%%

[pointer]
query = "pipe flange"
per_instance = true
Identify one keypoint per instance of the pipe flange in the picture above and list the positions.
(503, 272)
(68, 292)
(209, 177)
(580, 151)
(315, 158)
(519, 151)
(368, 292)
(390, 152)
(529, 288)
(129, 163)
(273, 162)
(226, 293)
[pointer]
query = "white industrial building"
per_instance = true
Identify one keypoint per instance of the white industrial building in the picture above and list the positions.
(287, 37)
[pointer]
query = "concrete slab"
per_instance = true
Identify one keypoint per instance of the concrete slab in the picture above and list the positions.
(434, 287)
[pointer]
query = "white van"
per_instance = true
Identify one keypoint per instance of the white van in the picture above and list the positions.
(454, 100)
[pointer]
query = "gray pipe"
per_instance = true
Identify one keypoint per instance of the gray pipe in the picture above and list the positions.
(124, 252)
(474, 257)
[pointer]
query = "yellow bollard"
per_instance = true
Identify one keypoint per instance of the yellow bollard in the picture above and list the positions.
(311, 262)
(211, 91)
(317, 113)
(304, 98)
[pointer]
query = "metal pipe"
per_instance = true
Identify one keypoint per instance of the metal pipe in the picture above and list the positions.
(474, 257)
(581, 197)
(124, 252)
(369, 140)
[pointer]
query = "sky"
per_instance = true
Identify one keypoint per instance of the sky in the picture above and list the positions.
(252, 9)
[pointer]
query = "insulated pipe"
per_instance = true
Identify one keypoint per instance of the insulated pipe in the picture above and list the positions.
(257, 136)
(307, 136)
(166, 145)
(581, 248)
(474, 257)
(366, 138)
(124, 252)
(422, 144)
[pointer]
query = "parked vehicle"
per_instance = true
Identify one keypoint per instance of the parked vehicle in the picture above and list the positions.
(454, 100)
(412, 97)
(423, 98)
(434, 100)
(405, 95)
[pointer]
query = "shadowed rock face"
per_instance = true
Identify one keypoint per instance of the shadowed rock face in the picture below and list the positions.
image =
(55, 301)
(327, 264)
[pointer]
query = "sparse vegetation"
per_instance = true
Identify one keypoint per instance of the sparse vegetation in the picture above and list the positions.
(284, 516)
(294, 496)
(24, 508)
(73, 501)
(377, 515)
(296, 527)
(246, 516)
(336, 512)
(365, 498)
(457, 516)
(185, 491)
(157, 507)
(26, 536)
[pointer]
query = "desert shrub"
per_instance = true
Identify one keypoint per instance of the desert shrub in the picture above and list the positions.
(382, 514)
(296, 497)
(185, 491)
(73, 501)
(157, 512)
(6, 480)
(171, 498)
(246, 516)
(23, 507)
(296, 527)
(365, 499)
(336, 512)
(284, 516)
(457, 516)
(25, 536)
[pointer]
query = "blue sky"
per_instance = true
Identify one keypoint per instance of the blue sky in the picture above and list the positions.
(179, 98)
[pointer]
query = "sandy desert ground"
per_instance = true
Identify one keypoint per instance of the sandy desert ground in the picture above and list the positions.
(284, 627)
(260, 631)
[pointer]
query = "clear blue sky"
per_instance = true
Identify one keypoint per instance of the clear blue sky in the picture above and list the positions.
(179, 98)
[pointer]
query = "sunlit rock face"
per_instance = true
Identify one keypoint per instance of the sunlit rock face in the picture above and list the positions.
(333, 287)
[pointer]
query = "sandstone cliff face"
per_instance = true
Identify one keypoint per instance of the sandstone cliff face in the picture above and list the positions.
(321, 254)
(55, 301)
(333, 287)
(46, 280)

%%
%%

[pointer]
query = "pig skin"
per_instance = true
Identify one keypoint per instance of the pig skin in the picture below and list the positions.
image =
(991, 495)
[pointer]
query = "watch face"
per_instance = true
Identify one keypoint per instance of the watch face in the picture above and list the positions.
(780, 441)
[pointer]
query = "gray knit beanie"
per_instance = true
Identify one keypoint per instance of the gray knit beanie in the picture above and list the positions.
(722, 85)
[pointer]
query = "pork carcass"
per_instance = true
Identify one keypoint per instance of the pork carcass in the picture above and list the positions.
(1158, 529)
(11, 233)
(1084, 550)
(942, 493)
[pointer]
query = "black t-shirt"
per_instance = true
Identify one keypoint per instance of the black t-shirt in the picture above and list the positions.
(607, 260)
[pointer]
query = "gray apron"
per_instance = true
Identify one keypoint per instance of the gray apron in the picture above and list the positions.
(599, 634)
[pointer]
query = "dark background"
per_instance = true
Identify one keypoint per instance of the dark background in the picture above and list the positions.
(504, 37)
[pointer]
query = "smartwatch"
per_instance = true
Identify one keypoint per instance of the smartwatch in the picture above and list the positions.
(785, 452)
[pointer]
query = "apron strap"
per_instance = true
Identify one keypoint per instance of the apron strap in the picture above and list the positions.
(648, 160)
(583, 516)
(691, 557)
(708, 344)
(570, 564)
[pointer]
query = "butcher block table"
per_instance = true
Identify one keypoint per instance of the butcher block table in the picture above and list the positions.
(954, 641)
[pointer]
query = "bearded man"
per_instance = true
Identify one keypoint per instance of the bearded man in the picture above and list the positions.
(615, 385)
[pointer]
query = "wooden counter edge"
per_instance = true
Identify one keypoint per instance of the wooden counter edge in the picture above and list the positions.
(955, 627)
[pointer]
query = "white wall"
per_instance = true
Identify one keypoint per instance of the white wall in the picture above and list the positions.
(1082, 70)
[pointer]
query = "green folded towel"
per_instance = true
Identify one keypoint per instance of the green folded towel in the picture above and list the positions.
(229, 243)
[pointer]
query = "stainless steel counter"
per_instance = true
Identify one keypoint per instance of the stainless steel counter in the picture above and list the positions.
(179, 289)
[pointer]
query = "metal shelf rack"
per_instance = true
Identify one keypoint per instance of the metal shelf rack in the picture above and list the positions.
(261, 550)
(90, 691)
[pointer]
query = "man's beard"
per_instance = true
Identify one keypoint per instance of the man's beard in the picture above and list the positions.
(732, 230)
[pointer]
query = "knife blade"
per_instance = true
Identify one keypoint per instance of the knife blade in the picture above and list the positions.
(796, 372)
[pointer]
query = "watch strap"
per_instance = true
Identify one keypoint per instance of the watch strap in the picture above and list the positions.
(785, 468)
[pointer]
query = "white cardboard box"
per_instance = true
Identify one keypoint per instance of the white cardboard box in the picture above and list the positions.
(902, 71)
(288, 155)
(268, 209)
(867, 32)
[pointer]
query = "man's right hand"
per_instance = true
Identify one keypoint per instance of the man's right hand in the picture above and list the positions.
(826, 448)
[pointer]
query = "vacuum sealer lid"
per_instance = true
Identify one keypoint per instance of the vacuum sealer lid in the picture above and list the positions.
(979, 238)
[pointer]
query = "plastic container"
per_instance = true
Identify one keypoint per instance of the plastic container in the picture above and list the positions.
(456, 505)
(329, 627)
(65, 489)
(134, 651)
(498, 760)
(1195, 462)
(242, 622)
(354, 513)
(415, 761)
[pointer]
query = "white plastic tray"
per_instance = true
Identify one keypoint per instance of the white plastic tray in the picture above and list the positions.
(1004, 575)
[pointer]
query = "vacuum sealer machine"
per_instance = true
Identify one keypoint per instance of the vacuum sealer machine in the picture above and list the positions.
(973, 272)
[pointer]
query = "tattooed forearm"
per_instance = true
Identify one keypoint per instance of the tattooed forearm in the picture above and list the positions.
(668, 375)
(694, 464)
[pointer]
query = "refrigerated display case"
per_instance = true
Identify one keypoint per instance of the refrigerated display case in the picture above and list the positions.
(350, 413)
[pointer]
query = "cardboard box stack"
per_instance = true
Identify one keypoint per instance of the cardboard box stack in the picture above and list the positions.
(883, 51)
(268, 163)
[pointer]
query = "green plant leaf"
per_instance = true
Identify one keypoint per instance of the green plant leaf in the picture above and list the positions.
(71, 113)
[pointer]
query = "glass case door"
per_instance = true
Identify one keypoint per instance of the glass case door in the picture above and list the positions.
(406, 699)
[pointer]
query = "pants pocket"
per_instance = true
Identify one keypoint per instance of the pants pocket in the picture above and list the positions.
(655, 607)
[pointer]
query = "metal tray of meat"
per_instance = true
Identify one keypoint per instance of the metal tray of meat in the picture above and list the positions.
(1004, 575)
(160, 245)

%%
%%

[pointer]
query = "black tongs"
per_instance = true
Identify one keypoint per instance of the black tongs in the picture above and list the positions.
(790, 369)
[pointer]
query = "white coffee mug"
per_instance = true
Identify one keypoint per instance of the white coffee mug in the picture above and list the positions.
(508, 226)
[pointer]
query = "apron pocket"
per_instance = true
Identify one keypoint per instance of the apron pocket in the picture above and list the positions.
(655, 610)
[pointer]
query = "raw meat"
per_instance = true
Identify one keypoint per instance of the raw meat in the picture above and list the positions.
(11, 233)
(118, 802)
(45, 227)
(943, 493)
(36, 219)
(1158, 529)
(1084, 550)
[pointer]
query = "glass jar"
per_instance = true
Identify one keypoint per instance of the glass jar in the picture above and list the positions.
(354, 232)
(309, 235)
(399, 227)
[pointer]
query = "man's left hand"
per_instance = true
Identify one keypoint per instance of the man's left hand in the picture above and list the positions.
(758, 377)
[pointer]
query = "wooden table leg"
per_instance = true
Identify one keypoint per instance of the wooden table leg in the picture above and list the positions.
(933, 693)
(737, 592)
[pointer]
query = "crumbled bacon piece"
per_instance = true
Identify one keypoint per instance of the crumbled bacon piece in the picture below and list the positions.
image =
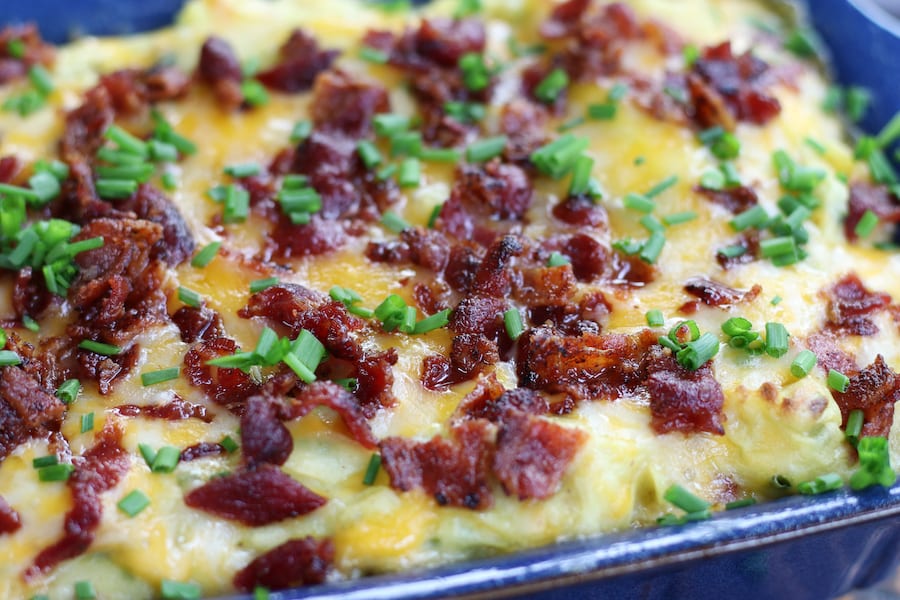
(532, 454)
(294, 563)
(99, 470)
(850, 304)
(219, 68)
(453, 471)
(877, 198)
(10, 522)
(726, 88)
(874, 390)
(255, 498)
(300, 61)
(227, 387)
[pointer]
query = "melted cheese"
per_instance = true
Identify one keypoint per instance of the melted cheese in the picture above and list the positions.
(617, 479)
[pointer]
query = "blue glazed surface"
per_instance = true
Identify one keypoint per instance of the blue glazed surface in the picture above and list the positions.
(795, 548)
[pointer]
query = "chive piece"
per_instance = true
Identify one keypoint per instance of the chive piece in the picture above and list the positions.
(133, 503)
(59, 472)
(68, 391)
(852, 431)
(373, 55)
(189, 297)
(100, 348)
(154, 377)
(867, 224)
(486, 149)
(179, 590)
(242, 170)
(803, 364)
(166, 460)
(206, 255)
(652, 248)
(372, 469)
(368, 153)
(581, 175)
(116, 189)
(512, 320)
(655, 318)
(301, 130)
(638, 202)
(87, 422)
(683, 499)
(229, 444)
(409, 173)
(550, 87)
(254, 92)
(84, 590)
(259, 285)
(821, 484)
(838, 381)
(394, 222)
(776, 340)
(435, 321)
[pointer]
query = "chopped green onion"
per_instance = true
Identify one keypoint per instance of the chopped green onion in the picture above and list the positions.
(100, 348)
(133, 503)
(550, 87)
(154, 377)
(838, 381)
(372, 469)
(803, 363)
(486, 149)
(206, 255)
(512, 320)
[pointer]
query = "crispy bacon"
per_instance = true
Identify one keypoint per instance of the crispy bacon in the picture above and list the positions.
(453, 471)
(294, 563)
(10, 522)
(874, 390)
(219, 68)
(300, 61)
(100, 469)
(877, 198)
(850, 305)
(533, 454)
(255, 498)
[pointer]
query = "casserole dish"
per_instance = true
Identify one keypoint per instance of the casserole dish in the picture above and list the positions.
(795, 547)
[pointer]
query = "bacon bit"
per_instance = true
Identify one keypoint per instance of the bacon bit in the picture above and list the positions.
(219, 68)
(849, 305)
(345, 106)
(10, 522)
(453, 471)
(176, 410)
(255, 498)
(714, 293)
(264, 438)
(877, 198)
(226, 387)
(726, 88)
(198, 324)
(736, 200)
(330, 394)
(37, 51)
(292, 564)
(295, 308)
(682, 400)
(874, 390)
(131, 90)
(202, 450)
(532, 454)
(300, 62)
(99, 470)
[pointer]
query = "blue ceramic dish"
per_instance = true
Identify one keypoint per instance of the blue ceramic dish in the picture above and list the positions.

%%

For every line above with the word "below" in it, make a copy.

▶ Response:
Identify one keypoint per instance of the shadowed rock face in the picture below and list the positions.
Identify one keypoint per instance of the pig skin in the picture below and list the positions.
Identify one keypoint per instance of the crumbled bacon piece in the picture below and list the positions.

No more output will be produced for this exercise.